--- Material shown Enclosed Below ---

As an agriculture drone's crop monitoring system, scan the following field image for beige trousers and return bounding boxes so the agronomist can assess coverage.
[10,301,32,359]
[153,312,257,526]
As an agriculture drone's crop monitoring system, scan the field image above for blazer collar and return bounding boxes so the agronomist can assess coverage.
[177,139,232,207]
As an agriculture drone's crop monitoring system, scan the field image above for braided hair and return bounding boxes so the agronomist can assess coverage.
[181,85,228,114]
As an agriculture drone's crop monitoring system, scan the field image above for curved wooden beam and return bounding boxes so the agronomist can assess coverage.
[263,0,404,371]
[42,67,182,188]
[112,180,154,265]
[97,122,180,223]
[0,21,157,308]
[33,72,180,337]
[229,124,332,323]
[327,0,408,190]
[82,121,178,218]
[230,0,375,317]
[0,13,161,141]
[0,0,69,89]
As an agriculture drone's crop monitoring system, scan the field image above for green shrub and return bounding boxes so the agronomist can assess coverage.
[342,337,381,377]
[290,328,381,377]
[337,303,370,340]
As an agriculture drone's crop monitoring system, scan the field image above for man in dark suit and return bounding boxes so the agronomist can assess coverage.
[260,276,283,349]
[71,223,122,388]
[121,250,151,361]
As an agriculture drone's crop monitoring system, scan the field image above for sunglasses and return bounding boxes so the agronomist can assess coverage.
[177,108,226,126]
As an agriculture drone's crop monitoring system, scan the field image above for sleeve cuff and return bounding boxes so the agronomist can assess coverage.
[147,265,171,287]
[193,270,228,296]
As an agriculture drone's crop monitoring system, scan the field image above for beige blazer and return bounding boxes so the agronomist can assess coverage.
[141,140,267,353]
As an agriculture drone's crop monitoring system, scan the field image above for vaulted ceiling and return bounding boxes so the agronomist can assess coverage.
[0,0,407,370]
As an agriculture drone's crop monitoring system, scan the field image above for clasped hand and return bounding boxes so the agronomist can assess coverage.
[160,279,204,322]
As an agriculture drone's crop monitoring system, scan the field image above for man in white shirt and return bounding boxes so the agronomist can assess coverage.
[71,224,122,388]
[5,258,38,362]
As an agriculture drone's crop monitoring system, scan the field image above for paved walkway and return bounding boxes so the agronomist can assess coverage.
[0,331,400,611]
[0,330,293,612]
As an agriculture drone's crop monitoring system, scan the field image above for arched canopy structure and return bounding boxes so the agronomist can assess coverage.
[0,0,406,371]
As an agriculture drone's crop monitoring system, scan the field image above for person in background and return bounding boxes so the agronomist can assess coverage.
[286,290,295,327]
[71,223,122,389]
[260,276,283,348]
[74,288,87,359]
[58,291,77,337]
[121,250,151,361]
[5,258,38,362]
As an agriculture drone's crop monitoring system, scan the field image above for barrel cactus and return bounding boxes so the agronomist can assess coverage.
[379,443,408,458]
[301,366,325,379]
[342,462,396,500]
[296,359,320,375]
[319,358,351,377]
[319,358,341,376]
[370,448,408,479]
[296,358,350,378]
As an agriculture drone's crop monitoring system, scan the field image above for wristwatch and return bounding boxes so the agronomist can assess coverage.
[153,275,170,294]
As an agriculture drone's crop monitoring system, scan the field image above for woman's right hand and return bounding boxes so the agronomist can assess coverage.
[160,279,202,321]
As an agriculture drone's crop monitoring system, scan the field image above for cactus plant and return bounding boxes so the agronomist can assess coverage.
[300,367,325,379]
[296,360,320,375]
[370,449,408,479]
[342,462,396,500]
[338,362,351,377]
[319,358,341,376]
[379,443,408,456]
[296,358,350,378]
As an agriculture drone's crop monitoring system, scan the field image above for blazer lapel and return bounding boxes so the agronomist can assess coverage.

--- End of Enclosed Material shown ---

Work required
Copy out the records in full, matching every line character for character.

Exercise solution
As an agriculture drone's crop monitoring system, scan the following field image for beige trousers and return bounding boxes so the agronomist can assess coverage.
[10,301,32,359]
[153,312,257,526]
As an agriculture drone's crop monitoring system, scan the field image above for blazer collar and return bounding boxes so the agronomist can assess coverage.
[177,139,232,207]
As an agriculture drone's crop monitoring system, scan the field image above for braided hair and return bounding boxes so the agronomist can assess coverage.
[181,85,228,114]
As an agriculture drone's crop monitoring system, scan the field image above for curved wooden beam and return bounding boxes so the agronomist can assess coverage.
[263,0,404,371]
[42,67,182,188]
[112,180,154,265]
[97,122,180,223]
[0,21,157,308]
[33,72,180,337]
[229,124,332,323]
[327,0,408,190]
[82,121,178,218]
[230,0,375,317]
[0,13,161,141]
[0,0,69,89]
As an agriculture drone's crop monitoring system, scan the field image above for green shrub and return bounding boxes so the agronomist can assess coverage.
[342,337,381,377]
[290,328,381,377]
[337,303,370,340]
As an agriculture drone's crop monitoring system, scan the field image above for man in dark suit and return bounding boxes so the agronomist can assess coverage.
[260,276,283,349]
[71,223,122,388]
[121,250,151,361]
As an agriculture drone's crop monitoring system, scan the field image above for sunglasses and return bounding boxes so the agronomist can assess coverage.
[177,108,226,126]
As an agriculture drone's crop monitoring system, scan the field image above for sleeve cuff and return bounding boxes so the agronomist can assess coverage.
[147,265,171,287]
[193,270,228,296]
As an agriculture drone's crop monitoring system, scan the field image above for beige blazer and return bounding boxes so the agronomist can assess coverage.
[141,140,267,353]
As an agriculture drone's crop monitoring system, scan the field image above for vaulted ceiling and return bounding boxes so the agronomist can assess coverage.
[0,0,407,370]
As an agriculture drone's crop monitoring system, scan the field image above for clasped hand and return bounding boxes so the agronomist can assess coverage.
[160,279,204,322]
As an agriculture drone's crop monitoring system, scan the field image above for man in white shirt and return bounding boxes so the agronomist can assess coverage.
[71,224,122,388]
[5,258,38,362]
As an agriculture drone's crop monitoring system, scan the field image above for paved walkway and return bounding boxes so the agronomist can assess coverage.
[0,331,400,611]
[0,330,293,612]
As an agriculture drone's crop monitoring system, scan the field image above for arched canopy structure and return bounding boxes so the agronomist can assess coverage.
[0,0,406,371]
As an agriculture drone's crop monitoring system, scan the field image above for person in background and return bounding boxes so the agronomist can assess coverage.
[286,290,295,327]
[71,223,122,389]
[260,276,283,348]
[74,288,87,359]
[58,291,77,337]
[121,250,151,361]
[5,258,38,362]
As an agriculture drone's crop monitoring system, scan the field image above for barrel cactus and return bounding boxes so the agronomist can assess coverage.
[379,443,408,458]
[301,366,325,379]
[342,462,396,500]
[296,359,320,375]
[319,358,351,377]
[319,358,341,376]
[370,448,408,479]
[296,358,350,378]
As an agriculture drone's crop monitoring system, scan the field image above for wristwatch and return bounding boxes so the agronomist can assess coverage.
[153,275,170,294]
As an agriculture drone's crop monitoring system, scan the field image above for woman's right hand and return bounding boxes so the agronomist can assess coverage.
[160,279,202,321]
As an agriculture drone's crop monitoring system, scan the field image above for cactus plant and return bounding boxes so the agronomist can assess coverage.
[300,367,325,379]
[296,360,320,375]
[370,449,408,479]
[342,462,396,500]
[338,362,351,377]
[319,358,341,376]
[379,443,408,456]
[296,358,350,378]
As an agriculture drone's crop monitoring system, scan the field image above for blazer lapel and return bounding boxes so the agronomist can assess coverage.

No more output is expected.